(WRITTEN INSTRUCTION): Please return every line of the data below that contains the word "outline".
--- PROVIDED DATA ---
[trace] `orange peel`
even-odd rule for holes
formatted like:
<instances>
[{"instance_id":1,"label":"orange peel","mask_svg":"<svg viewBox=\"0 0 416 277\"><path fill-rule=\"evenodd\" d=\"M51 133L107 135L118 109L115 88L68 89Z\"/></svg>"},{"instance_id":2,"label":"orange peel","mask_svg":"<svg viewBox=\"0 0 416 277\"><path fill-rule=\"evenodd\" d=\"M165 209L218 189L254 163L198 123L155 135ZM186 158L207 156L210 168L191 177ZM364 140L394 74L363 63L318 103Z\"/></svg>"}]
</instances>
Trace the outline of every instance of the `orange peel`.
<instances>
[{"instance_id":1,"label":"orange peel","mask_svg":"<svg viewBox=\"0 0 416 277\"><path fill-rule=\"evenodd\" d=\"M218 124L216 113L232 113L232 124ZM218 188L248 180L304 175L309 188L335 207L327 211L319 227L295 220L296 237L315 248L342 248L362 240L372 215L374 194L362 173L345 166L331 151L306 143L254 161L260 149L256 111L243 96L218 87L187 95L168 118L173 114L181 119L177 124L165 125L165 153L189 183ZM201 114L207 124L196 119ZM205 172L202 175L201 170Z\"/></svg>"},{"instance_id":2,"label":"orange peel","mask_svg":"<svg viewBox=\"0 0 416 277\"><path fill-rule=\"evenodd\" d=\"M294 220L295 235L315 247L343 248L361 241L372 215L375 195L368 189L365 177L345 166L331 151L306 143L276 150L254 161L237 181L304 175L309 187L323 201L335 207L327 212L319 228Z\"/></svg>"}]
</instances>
---
--- PROVIDED DATA ---
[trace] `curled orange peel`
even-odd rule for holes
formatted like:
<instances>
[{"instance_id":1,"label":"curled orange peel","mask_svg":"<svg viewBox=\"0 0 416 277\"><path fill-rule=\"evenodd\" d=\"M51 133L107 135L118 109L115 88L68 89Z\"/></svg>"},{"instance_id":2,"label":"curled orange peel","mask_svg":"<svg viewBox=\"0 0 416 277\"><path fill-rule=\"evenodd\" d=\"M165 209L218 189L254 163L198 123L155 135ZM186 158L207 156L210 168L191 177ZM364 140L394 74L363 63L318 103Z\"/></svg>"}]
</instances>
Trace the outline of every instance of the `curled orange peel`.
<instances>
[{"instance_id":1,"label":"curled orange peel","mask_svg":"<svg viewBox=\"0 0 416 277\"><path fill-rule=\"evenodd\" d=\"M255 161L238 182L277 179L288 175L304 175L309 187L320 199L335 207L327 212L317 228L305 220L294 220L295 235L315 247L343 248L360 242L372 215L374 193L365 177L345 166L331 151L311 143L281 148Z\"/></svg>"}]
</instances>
---
(SOLUTION TO THE EXERCISE):
Trace the outline of every instance of the `orange peel`.
Trace the outline of every instance of the `curled orange peel`.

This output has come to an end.